• _JOB_: Please copy out the records below word for word, from their first line through the line containing "top-left (107, 394), bottom-right (175, 477)", with both of those lines included.

• _TASK DATA_:
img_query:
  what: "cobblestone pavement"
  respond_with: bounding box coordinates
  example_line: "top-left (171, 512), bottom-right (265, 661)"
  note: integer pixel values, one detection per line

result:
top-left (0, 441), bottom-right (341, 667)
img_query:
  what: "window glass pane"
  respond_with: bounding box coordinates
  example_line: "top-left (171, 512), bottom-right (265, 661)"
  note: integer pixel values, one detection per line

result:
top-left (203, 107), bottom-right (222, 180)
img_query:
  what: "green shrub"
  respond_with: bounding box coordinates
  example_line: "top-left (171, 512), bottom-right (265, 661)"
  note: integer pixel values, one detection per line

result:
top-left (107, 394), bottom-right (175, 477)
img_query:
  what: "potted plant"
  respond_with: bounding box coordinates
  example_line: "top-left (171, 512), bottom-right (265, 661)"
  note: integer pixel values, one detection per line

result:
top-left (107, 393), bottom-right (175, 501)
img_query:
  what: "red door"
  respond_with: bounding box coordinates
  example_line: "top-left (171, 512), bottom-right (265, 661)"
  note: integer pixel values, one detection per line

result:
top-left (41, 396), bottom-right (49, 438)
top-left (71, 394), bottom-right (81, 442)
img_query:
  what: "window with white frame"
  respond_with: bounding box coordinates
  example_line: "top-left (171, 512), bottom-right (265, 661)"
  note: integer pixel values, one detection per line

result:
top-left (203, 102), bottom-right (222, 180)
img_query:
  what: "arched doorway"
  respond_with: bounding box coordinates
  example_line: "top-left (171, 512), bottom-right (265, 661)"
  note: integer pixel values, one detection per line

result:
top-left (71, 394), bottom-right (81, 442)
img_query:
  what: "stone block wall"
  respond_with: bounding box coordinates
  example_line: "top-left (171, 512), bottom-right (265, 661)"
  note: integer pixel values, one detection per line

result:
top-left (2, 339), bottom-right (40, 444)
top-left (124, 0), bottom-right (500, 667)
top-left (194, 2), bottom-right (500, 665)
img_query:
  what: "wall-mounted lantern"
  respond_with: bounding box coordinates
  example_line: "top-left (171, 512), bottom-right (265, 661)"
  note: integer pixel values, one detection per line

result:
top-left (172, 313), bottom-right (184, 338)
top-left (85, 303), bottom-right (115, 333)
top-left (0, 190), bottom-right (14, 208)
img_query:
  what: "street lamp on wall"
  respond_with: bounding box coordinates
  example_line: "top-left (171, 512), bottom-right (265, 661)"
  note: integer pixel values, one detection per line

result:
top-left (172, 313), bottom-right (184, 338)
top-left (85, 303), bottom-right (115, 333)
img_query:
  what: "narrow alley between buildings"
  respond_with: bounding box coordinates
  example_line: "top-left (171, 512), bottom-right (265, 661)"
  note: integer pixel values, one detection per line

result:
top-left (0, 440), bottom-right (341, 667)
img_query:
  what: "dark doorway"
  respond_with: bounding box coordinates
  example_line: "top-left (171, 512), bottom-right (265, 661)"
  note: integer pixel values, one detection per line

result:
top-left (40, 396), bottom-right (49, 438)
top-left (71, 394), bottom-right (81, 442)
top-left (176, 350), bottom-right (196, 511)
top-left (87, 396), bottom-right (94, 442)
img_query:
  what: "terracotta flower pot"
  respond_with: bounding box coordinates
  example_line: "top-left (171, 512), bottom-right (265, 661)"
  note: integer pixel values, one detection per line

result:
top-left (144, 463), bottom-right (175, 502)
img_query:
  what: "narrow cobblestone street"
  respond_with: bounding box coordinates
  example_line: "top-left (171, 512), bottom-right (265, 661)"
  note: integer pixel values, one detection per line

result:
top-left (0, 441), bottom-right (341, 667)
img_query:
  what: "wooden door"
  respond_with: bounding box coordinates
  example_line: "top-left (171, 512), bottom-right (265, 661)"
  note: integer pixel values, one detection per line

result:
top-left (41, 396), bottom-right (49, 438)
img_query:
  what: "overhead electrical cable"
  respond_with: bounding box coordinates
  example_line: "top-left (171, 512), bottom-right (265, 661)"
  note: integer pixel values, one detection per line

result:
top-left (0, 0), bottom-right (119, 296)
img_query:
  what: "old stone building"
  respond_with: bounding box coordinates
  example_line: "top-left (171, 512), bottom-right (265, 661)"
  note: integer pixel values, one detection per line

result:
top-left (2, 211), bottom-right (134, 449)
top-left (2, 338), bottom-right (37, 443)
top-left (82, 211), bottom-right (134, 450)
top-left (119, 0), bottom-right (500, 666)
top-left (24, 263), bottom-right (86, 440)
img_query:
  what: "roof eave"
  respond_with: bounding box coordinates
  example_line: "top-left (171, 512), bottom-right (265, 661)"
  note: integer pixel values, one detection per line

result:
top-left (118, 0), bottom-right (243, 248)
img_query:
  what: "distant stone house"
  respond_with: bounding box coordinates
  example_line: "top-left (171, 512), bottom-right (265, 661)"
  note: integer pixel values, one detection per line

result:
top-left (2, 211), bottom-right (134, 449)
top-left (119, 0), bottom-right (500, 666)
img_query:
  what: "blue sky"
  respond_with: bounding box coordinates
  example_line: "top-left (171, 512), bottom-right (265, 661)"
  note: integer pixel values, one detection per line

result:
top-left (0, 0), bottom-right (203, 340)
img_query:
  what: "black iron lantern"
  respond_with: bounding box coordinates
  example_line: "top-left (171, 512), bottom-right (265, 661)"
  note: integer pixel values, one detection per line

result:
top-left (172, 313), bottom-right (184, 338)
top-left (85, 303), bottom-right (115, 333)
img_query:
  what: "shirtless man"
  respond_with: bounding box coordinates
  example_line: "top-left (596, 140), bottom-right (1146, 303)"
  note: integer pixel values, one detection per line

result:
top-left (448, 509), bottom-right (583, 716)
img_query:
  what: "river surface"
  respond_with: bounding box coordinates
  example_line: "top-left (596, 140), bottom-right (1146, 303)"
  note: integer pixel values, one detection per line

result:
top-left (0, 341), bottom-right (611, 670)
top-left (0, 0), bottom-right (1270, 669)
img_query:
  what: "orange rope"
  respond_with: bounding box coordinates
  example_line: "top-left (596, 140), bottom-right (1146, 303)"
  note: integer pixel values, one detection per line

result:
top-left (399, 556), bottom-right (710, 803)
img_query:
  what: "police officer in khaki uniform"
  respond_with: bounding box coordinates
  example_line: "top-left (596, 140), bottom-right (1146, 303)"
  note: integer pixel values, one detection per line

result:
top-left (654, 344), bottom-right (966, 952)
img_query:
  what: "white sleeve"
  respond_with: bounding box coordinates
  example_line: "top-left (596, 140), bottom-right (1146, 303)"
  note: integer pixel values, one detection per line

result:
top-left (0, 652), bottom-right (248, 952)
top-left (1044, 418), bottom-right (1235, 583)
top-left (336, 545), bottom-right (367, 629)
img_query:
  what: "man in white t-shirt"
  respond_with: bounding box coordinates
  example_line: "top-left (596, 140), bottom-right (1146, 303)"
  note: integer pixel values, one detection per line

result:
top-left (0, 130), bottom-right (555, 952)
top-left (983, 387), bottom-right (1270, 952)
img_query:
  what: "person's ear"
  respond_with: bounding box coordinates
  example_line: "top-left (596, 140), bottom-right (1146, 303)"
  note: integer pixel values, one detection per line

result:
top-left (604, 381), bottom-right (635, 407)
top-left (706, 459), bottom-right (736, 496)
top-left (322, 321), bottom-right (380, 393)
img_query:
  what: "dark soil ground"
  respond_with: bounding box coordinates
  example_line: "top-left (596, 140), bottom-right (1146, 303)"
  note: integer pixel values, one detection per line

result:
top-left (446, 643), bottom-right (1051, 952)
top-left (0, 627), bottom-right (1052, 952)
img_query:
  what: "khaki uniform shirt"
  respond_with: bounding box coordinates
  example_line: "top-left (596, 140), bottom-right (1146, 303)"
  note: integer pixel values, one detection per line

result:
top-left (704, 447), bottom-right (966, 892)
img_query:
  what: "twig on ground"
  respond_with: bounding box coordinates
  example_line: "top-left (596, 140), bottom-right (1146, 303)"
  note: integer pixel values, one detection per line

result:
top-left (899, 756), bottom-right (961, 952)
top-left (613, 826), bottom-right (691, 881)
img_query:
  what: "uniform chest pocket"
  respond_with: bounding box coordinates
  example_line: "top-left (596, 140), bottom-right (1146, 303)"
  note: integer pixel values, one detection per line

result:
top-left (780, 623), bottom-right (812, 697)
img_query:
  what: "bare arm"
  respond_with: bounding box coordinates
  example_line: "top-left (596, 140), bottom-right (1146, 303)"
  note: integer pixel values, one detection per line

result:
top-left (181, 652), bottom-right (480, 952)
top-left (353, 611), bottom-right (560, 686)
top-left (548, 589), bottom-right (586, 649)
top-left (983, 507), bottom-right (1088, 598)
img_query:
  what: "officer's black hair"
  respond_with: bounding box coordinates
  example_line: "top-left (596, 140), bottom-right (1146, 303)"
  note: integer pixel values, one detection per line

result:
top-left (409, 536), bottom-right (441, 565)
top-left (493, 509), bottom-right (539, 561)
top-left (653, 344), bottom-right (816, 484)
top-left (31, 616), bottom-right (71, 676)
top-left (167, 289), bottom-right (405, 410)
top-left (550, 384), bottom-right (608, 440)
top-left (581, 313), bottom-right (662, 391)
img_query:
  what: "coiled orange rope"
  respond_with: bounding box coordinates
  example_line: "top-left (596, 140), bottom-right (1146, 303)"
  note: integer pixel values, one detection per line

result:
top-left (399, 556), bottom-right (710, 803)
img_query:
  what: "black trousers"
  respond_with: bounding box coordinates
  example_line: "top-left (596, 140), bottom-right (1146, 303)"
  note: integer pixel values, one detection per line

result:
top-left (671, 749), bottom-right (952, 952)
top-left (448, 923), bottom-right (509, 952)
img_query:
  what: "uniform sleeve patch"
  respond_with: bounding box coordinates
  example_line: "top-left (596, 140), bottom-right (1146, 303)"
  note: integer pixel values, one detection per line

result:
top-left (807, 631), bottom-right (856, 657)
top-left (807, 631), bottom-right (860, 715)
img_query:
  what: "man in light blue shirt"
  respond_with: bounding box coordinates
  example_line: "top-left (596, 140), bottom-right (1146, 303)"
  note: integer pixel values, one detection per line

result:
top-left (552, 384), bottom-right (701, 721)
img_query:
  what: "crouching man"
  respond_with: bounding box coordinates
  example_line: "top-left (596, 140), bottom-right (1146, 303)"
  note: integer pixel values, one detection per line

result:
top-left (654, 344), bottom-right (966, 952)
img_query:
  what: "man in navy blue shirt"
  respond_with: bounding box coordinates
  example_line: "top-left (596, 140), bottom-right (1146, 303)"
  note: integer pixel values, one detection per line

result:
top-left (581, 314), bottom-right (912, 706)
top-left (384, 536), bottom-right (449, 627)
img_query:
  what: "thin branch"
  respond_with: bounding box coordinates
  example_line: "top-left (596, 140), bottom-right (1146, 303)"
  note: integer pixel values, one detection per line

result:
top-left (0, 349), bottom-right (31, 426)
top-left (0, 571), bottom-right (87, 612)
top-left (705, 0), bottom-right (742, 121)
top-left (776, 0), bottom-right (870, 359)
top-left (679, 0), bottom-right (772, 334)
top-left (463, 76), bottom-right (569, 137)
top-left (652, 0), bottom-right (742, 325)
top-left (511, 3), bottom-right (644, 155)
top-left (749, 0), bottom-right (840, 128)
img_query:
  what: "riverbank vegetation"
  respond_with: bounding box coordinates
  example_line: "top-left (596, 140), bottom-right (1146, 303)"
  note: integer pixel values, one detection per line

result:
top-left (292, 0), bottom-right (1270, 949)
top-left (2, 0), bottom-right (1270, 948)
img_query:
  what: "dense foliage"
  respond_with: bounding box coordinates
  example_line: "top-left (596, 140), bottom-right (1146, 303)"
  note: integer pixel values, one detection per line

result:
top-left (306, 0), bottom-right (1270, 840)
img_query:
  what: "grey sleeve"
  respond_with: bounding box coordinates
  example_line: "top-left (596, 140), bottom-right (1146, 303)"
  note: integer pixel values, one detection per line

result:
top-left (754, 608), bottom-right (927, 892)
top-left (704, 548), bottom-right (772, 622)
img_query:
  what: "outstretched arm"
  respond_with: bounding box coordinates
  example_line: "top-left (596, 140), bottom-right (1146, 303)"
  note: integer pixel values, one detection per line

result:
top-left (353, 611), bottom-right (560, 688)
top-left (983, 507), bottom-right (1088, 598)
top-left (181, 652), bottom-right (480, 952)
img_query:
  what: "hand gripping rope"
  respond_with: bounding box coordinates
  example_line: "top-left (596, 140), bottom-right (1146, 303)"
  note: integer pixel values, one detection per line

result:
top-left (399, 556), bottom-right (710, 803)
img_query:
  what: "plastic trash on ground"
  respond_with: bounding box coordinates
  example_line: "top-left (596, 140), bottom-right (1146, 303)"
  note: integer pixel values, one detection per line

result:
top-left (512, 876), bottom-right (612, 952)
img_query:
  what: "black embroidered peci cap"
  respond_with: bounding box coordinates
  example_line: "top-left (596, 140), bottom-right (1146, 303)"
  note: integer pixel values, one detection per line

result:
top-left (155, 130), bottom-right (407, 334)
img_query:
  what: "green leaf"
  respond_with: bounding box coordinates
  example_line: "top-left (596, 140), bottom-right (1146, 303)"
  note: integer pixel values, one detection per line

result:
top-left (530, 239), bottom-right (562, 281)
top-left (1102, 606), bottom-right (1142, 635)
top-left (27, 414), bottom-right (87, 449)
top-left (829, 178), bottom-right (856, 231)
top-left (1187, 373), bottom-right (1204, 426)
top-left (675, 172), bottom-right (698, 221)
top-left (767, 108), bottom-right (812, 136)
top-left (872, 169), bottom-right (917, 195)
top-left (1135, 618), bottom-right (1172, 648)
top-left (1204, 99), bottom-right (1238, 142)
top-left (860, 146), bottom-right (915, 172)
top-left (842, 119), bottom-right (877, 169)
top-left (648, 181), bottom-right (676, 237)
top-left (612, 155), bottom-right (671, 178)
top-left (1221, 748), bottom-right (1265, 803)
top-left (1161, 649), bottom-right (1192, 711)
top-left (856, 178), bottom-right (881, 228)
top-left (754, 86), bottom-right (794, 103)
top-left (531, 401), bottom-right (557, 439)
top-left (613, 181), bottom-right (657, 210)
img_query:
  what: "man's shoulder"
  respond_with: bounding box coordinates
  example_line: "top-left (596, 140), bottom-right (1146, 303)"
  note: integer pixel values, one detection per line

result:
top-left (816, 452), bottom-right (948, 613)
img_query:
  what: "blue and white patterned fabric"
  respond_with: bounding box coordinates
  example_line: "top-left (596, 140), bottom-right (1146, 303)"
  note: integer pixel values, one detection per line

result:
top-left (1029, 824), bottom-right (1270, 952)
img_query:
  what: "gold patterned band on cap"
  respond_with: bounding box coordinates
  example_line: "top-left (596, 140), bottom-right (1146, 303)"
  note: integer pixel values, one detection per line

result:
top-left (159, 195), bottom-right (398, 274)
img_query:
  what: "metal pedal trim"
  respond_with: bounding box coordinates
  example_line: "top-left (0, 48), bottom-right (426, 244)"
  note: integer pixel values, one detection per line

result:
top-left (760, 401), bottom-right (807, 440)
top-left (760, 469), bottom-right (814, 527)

• _SOLUTION FOR THIS TASK_:
img_query:
  what: "cobblestone pavement"
  respond_with: bounding box coordinates
  example_line: "top-left (171, 512), bottom-right (265, 661)"
  note: integer pixel values, one detection per line

result:
top-left (0, 441), bottom-right (341, 667)
img_query:
  what: "window glass pane"
  respond_with: bounding box coordinates
  example_line: "top-left (171, 512), bottom-right (265, 661)"
  note: integer pixel values, one detection per line

result:
top-left (203, 107), bottom-right (222, 180)
img_query:
  what: "green shrub"
  respond_with: bounding box coordinates
  example_line: "top-left (171, 512), bottom-right (265, 661)"
  note: integer pixel values, one detection per line

result:
top-left (107, 394), bottom-right (175, 477)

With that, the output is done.